[Exercices]
1. D'après le texte fourni, à quelle troupe le narrateur se mêle-t-il soudainement dans Le Vert Galant ?
2. Dans le texte fourni, remplacez "témoignages" par "preuves" et recopiez le passage qui va de "Néanmoins, ce narrateur" à "valeur de témoignages.", ces deux extrémités comprises.

Juge de lui-même, le narrateur n'exclut pas de se citer et de se critiquer comme dans son portrait-pamphlet de Joffre dans Les Poilus . Fait exceptionnel, il reproduit un texte antérieur à son épopée, texte dont il fait en apparence la critique mais qu'il nous livre bel et bien tel qu'il l'a écrit…
Ailleurs, il abandonne purement et simplement son époque pour devenir un simple personnage de l'aventure en cours. Par un effet de focalisation interne qui passe par l'utilisation du "nous" ou du "on", le voici par exemple simple soldat, perdu dans la masse. Cela rend possible un déplacement de l'axe de vision voire, quand les narrateurs-principal et personnages- se succèdent, un balayage du champ de l' action. Ce narrateur-personnage, distinct du "je" dont nous avons jusqu'à présent dépeint les mulpiples facettes( amoureux, conteur, metteur en scène ou juge de lui-même) peut alors être témoin. Rien ne permet parfois de noter le passage d' une instance narrative à l'autre puisque le pronom indéfini "on" reste souvent en usage dans tous les cas de figure, avant de laisser place au "nous" qui rend la focalisation interne généralement plus visible. Ainsi, dans Le Vert Galant , voit-on le narrateur se fondre soudainement dans la troupe gasconne qui accompagne Henri IV et nous livrer ses impressions de soldat. Par ce biais, il s'adresse à nous depuis le XVI ème siècle tandis qu'ailleurs il retrouve son rôle premier et le XXème siècle pour juger avec clémence l' époque de son héros béarnais .
Néanmoins, ce narrateur sait aussi s'éclipser pour que s'expriment directement , sans aucune entrée en matière le plus souvent, des personnages réels ou fictifs issus des épopées en action dont les dires ou les écrits peuvent avoir valeur de témoignages.

[Listing présenté]
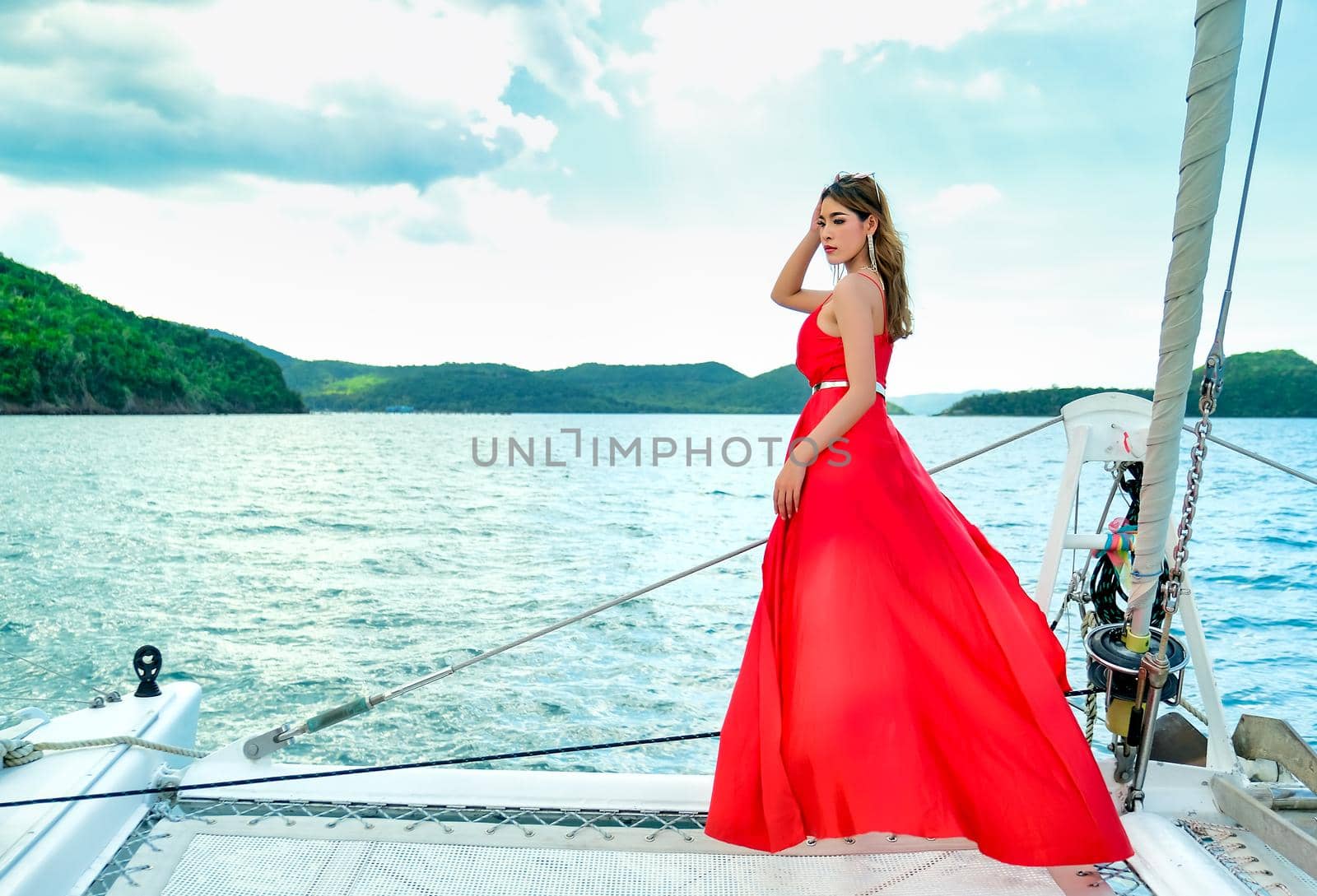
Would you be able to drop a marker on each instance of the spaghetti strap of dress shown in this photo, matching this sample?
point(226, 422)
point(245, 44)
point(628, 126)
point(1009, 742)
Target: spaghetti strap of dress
point(877, 282)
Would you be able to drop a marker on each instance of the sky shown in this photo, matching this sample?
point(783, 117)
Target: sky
point(543, 184)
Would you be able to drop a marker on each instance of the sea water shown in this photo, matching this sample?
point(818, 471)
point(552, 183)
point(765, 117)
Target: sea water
point(289, 564)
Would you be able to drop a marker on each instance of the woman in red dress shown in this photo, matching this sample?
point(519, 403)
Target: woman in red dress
point(897, 678)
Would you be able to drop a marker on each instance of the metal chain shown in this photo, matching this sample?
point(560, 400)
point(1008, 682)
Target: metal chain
point(1207, 404)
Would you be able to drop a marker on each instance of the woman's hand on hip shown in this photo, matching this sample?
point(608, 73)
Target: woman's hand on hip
point(787, 489)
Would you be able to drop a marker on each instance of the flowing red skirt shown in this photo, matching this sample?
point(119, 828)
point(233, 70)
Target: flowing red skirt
point(899, 679)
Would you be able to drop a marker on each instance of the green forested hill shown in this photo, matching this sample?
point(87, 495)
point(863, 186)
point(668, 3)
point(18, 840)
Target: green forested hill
point(65, 351)
point(500, 388)
point(1279, 383)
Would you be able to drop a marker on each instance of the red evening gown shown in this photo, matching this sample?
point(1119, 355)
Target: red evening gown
point(897, 678)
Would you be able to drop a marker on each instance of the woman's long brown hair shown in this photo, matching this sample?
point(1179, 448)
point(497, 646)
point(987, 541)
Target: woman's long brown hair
point(864, 197)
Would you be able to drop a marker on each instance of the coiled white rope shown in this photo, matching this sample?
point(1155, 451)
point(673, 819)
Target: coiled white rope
point(20, 753)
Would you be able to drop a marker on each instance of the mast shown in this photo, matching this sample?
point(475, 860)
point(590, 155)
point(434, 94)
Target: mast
point(1218, 33)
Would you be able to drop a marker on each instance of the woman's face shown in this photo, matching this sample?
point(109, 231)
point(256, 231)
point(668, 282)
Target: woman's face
point(842, 233)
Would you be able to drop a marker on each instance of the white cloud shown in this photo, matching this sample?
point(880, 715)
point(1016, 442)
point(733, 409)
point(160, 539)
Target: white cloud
point(954, 203)
point(356, 91)
point(733, 49)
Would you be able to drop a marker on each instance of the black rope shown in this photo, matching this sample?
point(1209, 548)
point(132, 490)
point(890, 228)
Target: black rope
point(1104, 587)
point(340, 773)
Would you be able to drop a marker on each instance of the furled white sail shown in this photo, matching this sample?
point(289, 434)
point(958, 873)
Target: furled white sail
point(1218, 26)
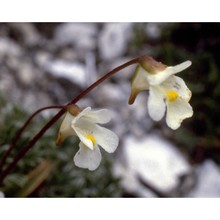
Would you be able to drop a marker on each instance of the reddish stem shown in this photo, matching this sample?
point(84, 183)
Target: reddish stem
point(59, 114)
point(18, 135)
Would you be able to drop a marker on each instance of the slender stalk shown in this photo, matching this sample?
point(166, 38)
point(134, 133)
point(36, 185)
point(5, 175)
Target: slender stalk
point(18, 135)
point(59, 114)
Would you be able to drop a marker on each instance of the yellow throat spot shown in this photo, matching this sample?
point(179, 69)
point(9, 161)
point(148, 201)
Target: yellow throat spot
point(172, 96)
point(91, 138)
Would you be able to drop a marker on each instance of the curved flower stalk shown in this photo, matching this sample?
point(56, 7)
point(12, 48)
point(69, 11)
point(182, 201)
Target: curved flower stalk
point(166, 91)
point(84, 124)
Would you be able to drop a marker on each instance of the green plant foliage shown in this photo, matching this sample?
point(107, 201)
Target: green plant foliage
point(48, 170)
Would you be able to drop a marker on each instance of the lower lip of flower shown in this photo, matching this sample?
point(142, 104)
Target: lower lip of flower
point(91, 138)
point(172, 96)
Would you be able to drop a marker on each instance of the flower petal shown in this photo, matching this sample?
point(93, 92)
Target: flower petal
point(178, 111)
point(84, 129)
point(107, 139)
point(139, 83)
point(82, 113)
point(177, 84)
point(158, 78)
point(87, 158)
point(65, 128)
point(101, 116)
point(156, 104)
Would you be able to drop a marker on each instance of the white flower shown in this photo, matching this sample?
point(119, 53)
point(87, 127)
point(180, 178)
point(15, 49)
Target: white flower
point(167, 92)
point(171, 96)
point(150, 72)
point(91, 135)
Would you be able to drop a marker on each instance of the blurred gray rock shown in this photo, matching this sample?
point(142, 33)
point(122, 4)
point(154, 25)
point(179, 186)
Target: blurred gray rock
point(154, 160)
point(80, 35)
point(208, 180)
point(154, 30)
point(9, 48)
point(113, 40)
point(27, 32)
point(73, 71)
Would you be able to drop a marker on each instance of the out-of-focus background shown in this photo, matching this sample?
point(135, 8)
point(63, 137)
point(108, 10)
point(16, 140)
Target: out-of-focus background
point(45, 64)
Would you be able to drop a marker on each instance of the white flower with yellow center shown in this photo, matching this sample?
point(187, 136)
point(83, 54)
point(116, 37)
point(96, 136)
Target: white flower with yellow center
point(149, 72)
point(91, 135)
point(172, 96)
point(166, 91)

[Corrigé des exercices]
1. À la troupe gasconne qui accompagne Henri IV.

2.
Néanmoins, ce narrateur sait aussi s'éclipser pour que s'expriment directement , sans aucune entrée en matière le plus souvent, des personnages réels ou fictifs issus des épopées en action dont les dires ou les écrits peuvent avoir valeur de preuves.